▸ AIM
Transcribe all of the data below verbatim, leaving out the pictures.

## begin

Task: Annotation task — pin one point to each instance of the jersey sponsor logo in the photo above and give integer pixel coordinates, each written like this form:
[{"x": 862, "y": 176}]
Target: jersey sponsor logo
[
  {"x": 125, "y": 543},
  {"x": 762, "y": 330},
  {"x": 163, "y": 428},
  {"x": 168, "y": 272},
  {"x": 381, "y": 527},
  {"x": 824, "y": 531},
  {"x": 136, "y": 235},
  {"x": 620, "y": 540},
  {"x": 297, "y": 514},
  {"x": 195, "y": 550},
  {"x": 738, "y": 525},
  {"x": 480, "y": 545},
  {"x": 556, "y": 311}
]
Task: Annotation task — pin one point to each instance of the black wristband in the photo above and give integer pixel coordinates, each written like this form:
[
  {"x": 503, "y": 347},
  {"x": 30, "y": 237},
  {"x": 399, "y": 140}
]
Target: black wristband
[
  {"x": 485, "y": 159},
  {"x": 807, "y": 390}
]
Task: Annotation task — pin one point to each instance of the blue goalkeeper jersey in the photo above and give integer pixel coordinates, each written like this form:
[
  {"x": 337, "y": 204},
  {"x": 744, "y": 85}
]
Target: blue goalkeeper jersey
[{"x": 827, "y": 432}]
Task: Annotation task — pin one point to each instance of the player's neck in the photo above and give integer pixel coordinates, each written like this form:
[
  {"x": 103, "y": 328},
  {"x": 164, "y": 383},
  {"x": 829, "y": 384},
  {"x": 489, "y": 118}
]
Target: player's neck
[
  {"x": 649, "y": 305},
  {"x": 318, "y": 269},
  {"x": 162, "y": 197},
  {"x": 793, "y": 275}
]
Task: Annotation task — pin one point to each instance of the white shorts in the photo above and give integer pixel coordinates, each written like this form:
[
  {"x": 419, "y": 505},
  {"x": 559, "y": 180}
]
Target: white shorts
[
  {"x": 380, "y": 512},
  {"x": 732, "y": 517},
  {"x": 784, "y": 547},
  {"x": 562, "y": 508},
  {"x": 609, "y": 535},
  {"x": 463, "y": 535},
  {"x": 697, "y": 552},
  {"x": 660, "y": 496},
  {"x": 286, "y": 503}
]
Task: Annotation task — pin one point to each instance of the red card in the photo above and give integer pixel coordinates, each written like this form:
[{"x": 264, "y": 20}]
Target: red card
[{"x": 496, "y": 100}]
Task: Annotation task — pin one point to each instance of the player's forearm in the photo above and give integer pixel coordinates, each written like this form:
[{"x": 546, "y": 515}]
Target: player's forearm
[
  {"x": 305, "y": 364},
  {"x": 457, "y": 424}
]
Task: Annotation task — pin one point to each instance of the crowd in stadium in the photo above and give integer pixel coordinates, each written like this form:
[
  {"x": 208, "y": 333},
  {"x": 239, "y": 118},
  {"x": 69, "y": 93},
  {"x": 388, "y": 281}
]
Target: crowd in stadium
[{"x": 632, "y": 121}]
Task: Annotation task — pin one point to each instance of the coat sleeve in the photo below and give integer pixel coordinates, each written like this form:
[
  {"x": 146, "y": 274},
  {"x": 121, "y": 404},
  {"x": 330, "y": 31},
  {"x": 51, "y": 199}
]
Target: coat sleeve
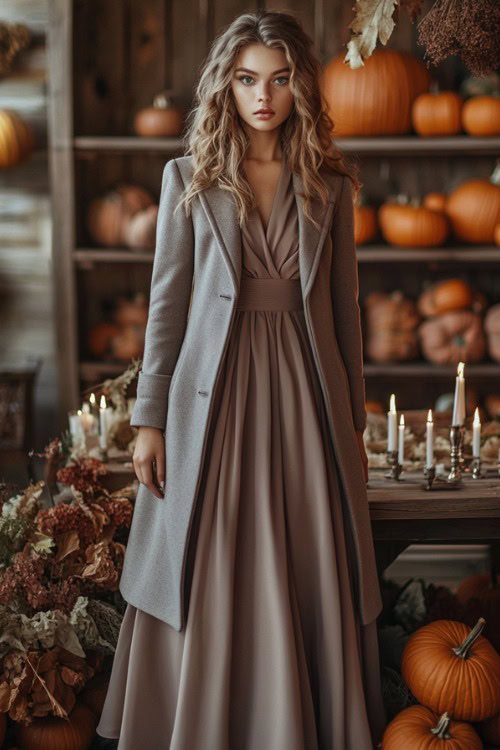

## end

▸ CORRECT ANSWER
Task: Annotation task — pin one point to each instance of the jersey sponsor logo in the photo above and give integer pixel coordinates, each written like this form:
[{"x": 862, "y": 176}]
Target: jersey sponsor logo
[
  {"x": 125, "y": 543},
  {"x": 762, "y": 330},
  {"x": 163, "y": 428},
  {"x": 168, "y": 272},
  {"x": 381, "y": 527},
  {"x": 824, "y": 531},
  {"x": 136, "y": 235},
  {"x": 620, "y": 540},
  {"x": 297, "y": 514},
  {"x": 195, "y": 550},
  {"x": 738, "y": 525},
  {"x": 480, "y": 545},
  {"x": 556, "y": 311}
]
Task: Annotation task — pin one point to each instance of the black wristband in the photo above and give integer pixel coordinates, each written like this form:
[
  {"x": 503, "y": 347},
  {"x": 30, "y": 237},
  {"x": 399, "y": 140}
]
Target: black wristband
[
  {"x": 485, "y": 159},
  {"x": 807, "y": 390}
]
Task: Annotation task — pin one point to each instance of the blue goalkeeper jersey in the photo above and give integer pixel coordinates, each written like this form:
[
  {"x": 337, "y": 204},
  {"x": 744, "y": 85}
]
Target: blue goalkeeper jersey
[{"x": 827, "y": 432}]
Task: Annotation task — pin one point to each instance of the player's neck in the photo above and give integer pixel coordinates, each written like this form:
[
  {"x": 103, "y": 328},
  {"x": 164, "y": 383},
  {"x": 829, "y": 384},
  {"x": 489, "y": 118}
]
Target: player's neck
[
  {"x": 649, "y": 305},
  {"x": 318, "y": 269},
  {"x": 162, "y": 197},
  {"x": 793, "y": 275}
]
Task: Annotation task — pin one point to each instance of the white shorts in the photo above and give integer pixel coordinates, each written like this form:
[
  {"x": 419, "y": 505},
  {"x": 559, "y": 180}
]
Target: white shorts
[
  {"x": 380, "y": 512},
  {"x": 732, "y": 517},
  {"x": 784, "y": 547},
  {"x": 562, "y": 508},
  {"x": 609, "y": 535},
  {"x": 463, "y": 535},
  {"x": 697, "y": 552},
  {"x": 660, "y": 496},
  {"x": 286, "y": 503}
]
Task: Annotation task — pin one point to each instance of the red card in the photo above and give integer pixel coordinates, each written like this form:
[{"x": 264, "y": 20}]
Target: red card
[{"x": 496, "y": 100}]
Task: Annotation task — pin one point to each instance of the player's forearm in the photo above and give integer pixel coordinates, each written like this form:
[{"x": 546, "y": 515}]
Target: player's forearm
[
  {"x": 305, "y": 364},
  {"x": 457, "y": 424}
]
Task: Annotation task — pin one point to each instance of the crowd in stadium in the photo above and give integer pixel coordinates, each written like this form:
[
  {"x": 208, "y": 333},
  {"x": 239, "y": 118},
  {"x": 69, "y": 93},
  {"x": 388, "y": 281}
]
Target: crowd in stadium
[{"x": 632, "y": 121}]
Task: Annotation task — pin one point to each instance of the coat sleeve in the photo below and give integer pixel coordinates, each written like this form:
[
  {"x": 146, "y": 274},
  {"x": 121, "y": 404},
  {"x": 330, "y": 31},
  {"x": 51, "y": 199}
]
Target: coat sleeve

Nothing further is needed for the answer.